▸ Selected text
________

30 Days of Self-Compassion

Have you ever wished you could treat yourself with the same kindness you extend to others? Maybe you want to increase how compassionate you are to yourself to be a good role model for your children. Maybe you want to feel calmer in the face of challenges at work. Maybe you want to be kinder to yourself and your body. A self-compassion practice can help with all of these goals! This free self-guided course is suitable for all paths–whether you are a seasoned meditator or just getting started. Listen to one recording a day, or whatever pace feels best to you.

Some questions to reflect on:

- What drew me to invest some time in self-compassion?

- If I were to imagine myself being meaningfully more compassionate to myself at the end of this course, how might that feel?

- What in my life do I imagine might change if I were more compassionate to myself?

- As you move through your day today, try to notice points of emotional or physical constriction or tension in the body. Practice with sending your breath to those places, with the intention of the breath sending kindness.

Some questions to reflect on:

- On the days when I don’t feel like myself, which emotions are most frequently present?

- Do I have an emotional pattern that I can begin to notice?

- Are there some kind words that I really need to hear?

- What strategies do I use in my life to override emotions?

- Experiment today with a strategy to remind yourself to pause periodically and scan your experience (bodily sensations, emotions, thoughts) for what is here right now. We’re working to bring more mindfulness into our day. You could try post-it notes or a reminder popping up on your phone to cue you to pause.

Some questions to reflect on:

- What is one habit of self-criticism I have? Experiment with journaling from this voice.

________

▸ Rows
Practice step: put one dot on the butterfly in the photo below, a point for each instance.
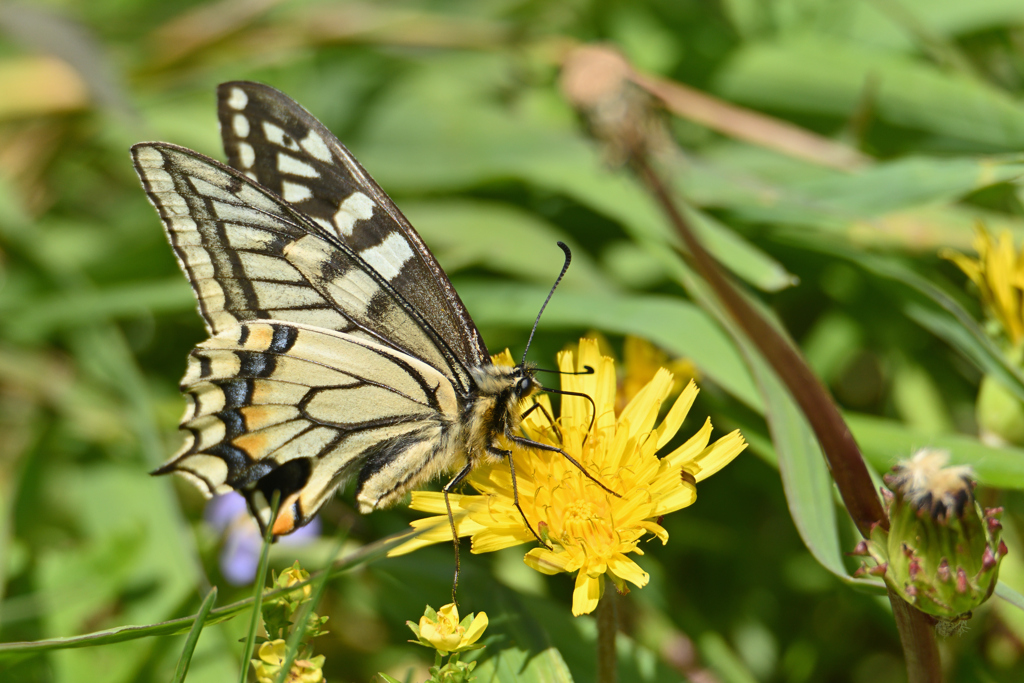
(338, 346)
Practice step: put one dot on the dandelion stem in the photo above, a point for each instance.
(607, 628)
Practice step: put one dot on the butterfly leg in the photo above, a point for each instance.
(529, 443)
(515, 492)
(455, 534)
(551, 420)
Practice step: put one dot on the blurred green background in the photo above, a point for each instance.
(909, 123)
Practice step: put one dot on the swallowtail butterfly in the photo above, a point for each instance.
(338, 347)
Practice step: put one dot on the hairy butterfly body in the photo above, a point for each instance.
(338, 347)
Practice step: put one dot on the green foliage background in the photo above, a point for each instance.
(455, 109)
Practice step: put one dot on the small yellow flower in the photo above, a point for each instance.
(271, 658)
(588, 530)
(998, 274)
(293, 575)
(443, 632)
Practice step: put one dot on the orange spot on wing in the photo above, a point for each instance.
(258, 417)
(260, 337)
(285, 523)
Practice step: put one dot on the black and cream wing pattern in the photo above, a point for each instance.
(338, 347)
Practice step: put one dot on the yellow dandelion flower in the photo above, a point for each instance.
(998, 274)
(641, 360)
(587, 529)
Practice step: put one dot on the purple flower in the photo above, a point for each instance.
(240, 555)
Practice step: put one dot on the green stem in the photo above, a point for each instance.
(607, 628)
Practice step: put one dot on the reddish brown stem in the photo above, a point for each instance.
(840, 449)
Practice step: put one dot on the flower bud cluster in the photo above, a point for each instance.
(942, 551)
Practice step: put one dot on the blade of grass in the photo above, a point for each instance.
(121, 634)
(264, 560)
(186, 651)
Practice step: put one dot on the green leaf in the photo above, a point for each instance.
(884, 441)
(802, 465)
(500, 238)
(723, 660)
(122, 634)
(517, 666)
(814, 75)
(941, 314)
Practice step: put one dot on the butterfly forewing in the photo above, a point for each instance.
(276, 142)
(250, 256)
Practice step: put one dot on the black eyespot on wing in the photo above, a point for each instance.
(288, 478)
(235, 424)
(284, 338)
(254, 364)
(237, 392)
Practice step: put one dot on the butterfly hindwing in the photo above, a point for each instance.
(279, 406)
(273, 140)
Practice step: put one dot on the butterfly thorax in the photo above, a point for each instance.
(496, 409)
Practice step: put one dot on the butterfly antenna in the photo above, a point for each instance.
(565, 266)
(587, 370)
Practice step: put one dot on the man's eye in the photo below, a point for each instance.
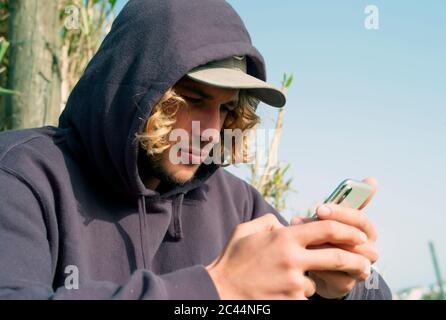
(227, 107)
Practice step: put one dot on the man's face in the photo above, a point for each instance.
(207, 106)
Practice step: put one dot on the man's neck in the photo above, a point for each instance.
(151, 183)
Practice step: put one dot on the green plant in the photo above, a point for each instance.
(4, 45)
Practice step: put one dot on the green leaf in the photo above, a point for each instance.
(290, 80)
(3, 48)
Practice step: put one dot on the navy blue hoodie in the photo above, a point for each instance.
(72, 200)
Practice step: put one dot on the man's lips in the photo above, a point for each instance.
(193, 156)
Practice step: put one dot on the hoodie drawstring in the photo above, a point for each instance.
(175, 229)
(143, 227)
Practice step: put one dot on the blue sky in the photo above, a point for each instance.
(364, 103)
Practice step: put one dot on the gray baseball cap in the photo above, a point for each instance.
(231, 73)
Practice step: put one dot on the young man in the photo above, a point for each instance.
(98, 207)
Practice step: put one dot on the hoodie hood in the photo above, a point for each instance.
(152, 44)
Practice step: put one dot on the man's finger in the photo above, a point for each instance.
(265, 223)
(374, 183)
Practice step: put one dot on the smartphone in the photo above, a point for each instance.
(350, 193)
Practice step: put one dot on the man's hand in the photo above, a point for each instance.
(334, 284)
(265, 260)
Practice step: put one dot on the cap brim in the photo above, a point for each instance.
(237, 79)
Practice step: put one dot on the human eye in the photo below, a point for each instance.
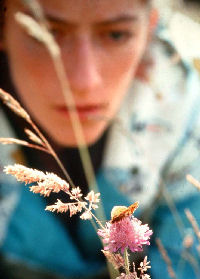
(117, 36)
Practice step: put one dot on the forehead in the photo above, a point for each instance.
(90, 10)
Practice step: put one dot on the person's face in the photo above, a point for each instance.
(102, 43)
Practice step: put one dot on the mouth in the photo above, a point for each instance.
(85, 112)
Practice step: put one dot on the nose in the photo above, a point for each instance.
(82, 66)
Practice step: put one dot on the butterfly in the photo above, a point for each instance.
(120, 212)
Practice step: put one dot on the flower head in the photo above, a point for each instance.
(127, 233)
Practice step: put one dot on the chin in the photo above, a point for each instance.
(70, 140)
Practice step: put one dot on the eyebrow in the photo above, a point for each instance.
(114, 20)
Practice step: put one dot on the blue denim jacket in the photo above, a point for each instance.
(153, 144)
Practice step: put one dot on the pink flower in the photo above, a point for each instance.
(126, 233)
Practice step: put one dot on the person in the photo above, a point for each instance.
(141, 148)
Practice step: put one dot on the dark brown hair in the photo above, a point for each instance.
(2, 14)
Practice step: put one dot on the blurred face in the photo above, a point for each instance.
(102, 43)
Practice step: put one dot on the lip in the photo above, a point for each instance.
(85, 112)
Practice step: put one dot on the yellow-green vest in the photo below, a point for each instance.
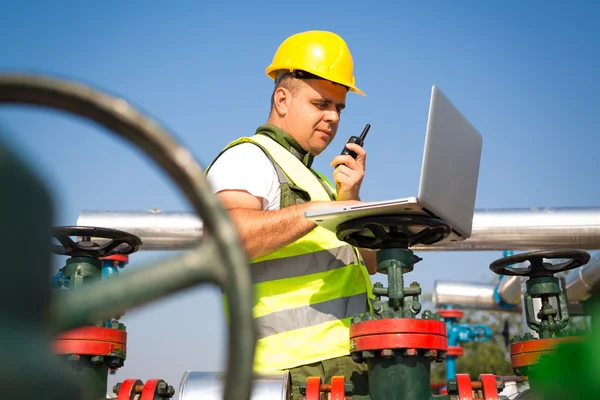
(306, 293)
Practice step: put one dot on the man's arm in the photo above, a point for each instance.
(262, 232)
(348, 176)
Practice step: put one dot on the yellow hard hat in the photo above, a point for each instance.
(320, 53)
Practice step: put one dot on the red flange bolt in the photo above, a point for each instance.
(153, 389)
(487, 387)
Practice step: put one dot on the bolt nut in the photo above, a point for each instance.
(452, 386)
(97, 360)
(388, 353)
(500, 383)
(368, 354)
(427, 314)
(348, 389)
(431, 353)
(409, 352)
(358, 358)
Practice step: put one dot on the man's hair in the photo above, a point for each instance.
(286, 81)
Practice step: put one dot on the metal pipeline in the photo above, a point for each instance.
(579, 284)
(468, 295)
(159, 230)
(499, 229)
(480, 296)
(209, 386)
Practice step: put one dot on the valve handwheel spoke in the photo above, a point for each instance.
(537, 267)
(121, 243)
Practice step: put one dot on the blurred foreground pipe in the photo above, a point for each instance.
(500, 229)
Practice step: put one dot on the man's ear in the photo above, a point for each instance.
(281, 98)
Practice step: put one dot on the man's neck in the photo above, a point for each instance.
(277, 133)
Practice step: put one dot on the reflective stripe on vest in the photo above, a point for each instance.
(307, 292)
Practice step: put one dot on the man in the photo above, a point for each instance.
(308, 285)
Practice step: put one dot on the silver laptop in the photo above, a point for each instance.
(449, 175)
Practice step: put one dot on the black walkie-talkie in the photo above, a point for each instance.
(358, 140)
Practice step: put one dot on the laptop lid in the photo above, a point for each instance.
(450, 168)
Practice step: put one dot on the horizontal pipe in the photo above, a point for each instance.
(498, 229)
(479, 296)
(159, 230)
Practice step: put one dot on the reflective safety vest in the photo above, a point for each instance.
(306, 293)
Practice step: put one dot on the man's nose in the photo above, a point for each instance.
(332, 116)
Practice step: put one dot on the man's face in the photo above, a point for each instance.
(313, 115)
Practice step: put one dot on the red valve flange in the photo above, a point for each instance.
(91, 340)
(398, 333)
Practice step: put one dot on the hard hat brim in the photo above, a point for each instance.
(272, 73)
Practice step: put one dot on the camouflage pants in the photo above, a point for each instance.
(344, 366)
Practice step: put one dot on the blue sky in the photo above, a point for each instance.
(525, 74)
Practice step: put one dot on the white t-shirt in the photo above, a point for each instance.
(246, 167)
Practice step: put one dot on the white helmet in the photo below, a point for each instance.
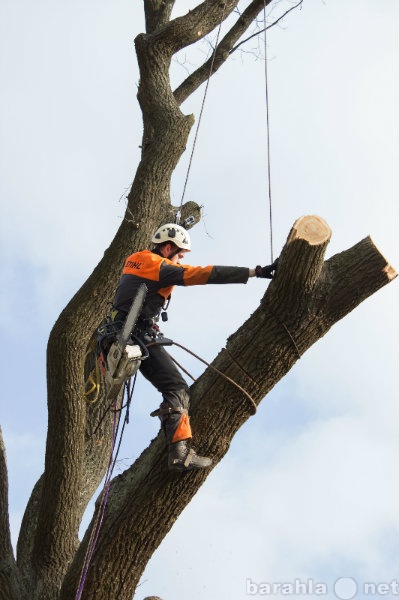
(172, 233)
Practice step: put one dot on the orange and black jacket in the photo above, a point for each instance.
(161, 275)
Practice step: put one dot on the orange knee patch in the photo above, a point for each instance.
(183, 431)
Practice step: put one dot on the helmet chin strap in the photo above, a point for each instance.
(173, 253)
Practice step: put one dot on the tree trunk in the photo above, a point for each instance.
(301, 304)
(306, 298)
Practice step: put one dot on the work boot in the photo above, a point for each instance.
(182, 458)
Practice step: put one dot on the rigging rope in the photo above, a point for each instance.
(268, 132)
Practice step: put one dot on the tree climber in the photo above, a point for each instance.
(161, 269)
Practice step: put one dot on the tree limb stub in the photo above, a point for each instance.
(301, 304)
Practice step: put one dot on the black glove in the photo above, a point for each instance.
(267, 272)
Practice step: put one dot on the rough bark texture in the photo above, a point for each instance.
(307, 297)
(301, 304)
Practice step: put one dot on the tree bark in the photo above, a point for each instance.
(307, 297)
(300, 305)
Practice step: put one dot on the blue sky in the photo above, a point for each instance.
(309, 487)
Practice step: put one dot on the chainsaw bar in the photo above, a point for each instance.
(132, 315)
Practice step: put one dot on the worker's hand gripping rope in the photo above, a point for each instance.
(267, 272)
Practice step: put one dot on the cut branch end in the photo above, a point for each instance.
(312, 229)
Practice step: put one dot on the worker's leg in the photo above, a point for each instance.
(161, 371)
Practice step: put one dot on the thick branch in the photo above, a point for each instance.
(195, 25)
(294, 313)
(9, 582)
(222, 51)
(157, 13)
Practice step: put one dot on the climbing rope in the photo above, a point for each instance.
(268, 133)
(95, 532)
(251, 400)
(178, 214)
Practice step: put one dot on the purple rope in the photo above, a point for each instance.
(100, 516)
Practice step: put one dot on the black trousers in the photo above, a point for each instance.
(161, 371)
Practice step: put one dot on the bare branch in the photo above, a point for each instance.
(265, 28)
(195, 25)
(222, 51)
(157, 13)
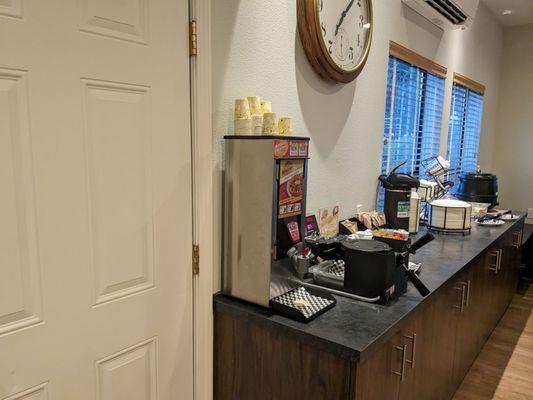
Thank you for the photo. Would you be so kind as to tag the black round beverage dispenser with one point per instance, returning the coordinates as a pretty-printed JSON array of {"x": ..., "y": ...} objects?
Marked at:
[{"x": 398, "y": 188}]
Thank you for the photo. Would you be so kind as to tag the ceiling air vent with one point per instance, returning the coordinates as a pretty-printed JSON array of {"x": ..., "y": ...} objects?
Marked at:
[
  {"x": 449, "y": 11},
  {"x": 446, "y": 14}
]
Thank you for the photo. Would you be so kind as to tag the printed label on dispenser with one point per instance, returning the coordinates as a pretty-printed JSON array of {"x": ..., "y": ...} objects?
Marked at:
[
  {"x": 291, "y": 181},
  {"x": 403, "y": 209},
  {"x": 284, "y": 148}
]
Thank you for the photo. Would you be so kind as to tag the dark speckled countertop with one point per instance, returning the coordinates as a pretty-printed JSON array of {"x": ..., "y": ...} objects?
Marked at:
[{"x": 353, "y": 329}]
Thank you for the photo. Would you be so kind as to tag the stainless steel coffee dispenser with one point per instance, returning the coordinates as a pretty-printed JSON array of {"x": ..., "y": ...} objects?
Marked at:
[{"x": 265, "y": 192}]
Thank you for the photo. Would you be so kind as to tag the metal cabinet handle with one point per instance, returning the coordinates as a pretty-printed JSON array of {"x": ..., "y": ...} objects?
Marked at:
[
  {"x": 401, "y": 374},
  {"x": 412, "y": 337},
  {"x": 518, "y": 235},
  {"x": 496, "y": 266},
  {"x": 462, "y": 289},
  {"x": 468, "y": 284}
]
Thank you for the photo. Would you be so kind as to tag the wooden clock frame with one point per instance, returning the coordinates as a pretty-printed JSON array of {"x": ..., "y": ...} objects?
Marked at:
[{"x": 316, "y": 51}]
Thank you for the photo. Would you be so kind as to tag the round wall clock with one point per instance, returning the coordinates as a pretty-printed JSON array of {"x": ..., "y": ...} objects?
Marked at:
[{"x": 336, "y": 36}]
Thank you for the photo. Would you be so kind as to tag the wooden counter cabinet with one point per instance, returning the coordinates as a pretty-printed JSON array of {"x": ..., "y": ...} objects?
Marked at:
[{"x": 425, "y": 358}]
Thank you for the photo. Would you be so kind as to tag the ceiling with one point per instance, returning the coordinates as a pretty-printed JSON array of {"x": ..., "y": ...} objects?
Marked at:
[{"x": 521, "y": 11}]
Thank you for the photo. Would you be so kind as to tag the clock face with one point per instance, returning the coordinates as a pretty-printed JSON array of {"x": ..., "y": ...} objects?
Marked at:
[{"x": 345, "y": 30}]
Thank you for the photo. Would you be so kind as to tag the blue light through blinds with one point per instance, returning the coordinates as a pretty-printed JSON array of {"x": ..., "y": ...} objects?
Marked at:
[
  {"x": 413, "y": 115},
  {"x": 464, "y": 129}
]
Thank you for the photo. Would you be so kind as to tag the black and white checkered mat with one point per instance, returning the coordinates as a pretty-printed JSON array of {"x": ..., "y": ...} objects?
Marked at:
[{"x": 308, "y": 304}]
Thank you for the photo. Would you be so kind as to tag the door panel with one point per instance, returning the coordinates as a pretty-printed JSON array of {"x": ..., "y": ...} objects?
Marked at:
[
  {"x": 95, "y": 171},
  {"x": 377, "y": 378}
]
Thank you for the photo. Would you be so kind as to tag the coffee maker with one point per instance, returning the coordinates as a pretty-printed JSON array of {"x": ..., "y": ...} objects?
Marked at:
[
  {"x": 265, "y": 196},
  {"x": 398, "y": 189}
]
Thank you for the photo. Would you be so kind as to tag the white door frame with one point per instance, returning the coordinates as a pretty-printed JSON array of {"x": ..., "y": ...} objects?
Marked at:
[{"x": 203, "y": 200}]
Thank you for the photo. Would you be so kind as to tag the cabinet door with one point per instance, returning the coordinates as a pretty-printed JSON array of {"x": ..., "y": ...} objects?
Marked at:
[
  {"x": 467, "y": 342},
  {"x": 511, "y": 262},
  {"x": 430, "y": 353},
  {"x": 378, "y": 378}
]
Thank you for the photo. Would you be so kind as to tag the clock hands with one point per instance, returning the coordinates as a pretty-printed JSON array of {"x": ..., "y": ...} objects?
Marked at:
[{"x": 343, "y": 15}]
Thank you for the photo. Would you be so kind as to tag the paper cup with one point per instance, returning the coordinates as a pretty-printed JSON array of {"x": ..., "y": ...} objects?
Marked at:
[
  {"x": 242, "y": 109},
  {"x": 266, "y": 106},
  {"x": 254, "y": 102},
  {"x": 257, "y": 124},
  {"x": 243, "y": 126},
  {"x": 285, "y": 126},
  {"x": 270, "y": 124}
]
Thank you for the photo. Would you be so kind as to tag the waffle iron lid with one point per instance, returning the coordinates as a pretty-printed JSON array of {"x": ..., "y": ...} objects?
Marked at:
[{"x": 366, "y": 246}]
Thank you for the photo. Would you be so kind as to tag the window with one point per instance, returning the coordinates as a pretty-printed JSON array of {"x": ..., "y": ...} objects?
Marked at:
[
  {"x": 413, "y": 112},
  {"x": 465, "y": 126}
]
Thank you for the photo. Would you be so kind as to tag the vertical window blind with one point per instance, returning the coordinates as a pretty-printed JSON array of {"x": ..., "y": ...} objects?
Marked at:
[
  {"x": 413, "y": 114},
  {"x": 464, "y": 130}
]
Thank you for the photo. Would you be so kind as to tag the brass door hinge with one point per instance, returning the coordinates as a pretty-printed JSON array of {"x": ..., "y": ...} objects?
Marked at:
[
  {"x": 195, "y": 259},
  {"x": 193, "y": 39}
]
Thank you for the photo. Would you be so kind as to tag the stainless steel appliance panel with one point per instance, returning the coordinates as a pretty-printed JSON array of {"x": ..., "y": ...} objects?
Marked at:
[{"x": 249, "y": 193}]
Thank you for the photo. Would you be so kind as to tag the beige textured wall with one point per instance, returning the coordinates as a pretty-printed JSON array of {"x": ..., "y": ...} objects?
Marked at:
[
  {"x": 256, "y": 51},
  {"x": 513, "y": 155}
]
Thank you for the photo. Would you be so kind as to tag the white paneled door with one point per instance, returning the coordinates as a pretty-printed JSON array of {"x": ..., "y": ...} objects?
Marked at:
[{"x": 95, "y": 200}]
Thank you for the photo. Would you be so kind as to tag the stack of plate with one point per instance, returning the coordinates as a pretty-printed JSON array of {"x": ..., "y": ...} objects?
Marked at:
[{"x": 449, "y": 215}]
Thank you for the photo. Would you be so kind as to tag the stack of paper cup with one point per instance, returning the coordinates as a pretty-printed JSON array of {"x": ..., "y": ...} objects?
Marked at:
[
  {"x": 254, "y": 102},
  {"x": 285, "y": 126},
  {"x": 243, "y": 121},
  {"x": 266, "y": 106},
  {"x": 270, "y": 124},
  {"x": 243, "y": 126},
  {"x": 257, "y": 124},
  {"x": 242, "y": 109}
]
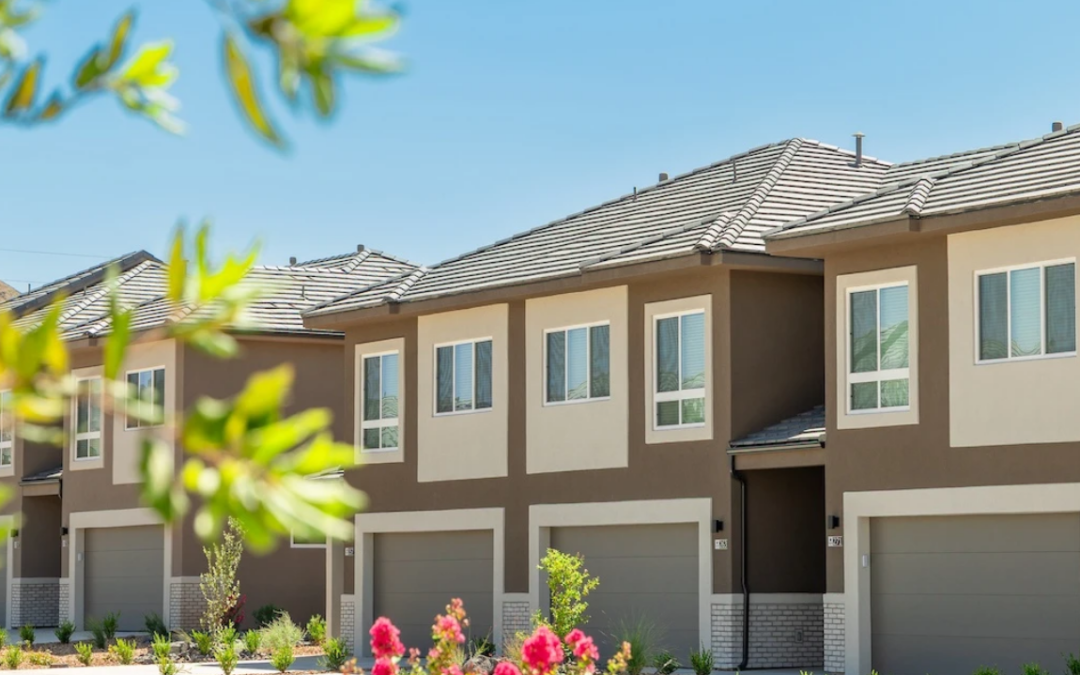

________

▸ Task prompt
Continue the self-compassion course text after its last line, adding more reflection prompts and daily practices in the same style.

▸ Written answer
- Now write a compassionate letter to yourself about the same topic.

- As you look at your schedule for the week, is there something that you think might trigger some inner criticism? Maybe a meeting you’re worried about or an encounter with someone who tends to make you a little harder on yourself? 

- See if you can schedule a few minutes before that event to offer some kind words to yourself or to read a self-compassionate letter to yourself.

Some questions to reflect on:

- Where in my life do I notice big resistance? Where in my day-to-day experience do I notice little acts of resistance? (Getting out of bed when the alarm goes off.)

- What might it look like to let go of some of this resistance? What might help me to practice doing that?

- Throughout the day today, try to bring your awareness to something you might be resisting. For example, right now I am pausing and scanning through my experience. I am noticing how I don’t want my baby to wake up from his nap right now because I want to keep working. I’m noticing tension in my jaw and my resistance to it being there. So ok, there is tension in my jaw. I can both try to let go and relax my jaw while also accepting that this is something I do sometimes. I can say “yes” to enjoying my work and also say “yes” to the fact that my baby will wake up soon. What can you observe and allow in your day today?

Some questions to reflect on:

- What do I typically criticize myself about? 

- What could I practice with saying instead? Is there a simple loving message I can offer?

- Is there one area of my life where I would like to prioritize offering kind words to myself? 

- Find something today or this week that is a little stressful to you. Schedule time before it to sit for a few minutes and notice what you are saying to yourself, what sensations and feelings are present in the body, and to intentionally offer some kind words to yourself. 

Some questions to reflect on:

- Write a note or thank you to someone that you care about and tell them why. You can send it or not.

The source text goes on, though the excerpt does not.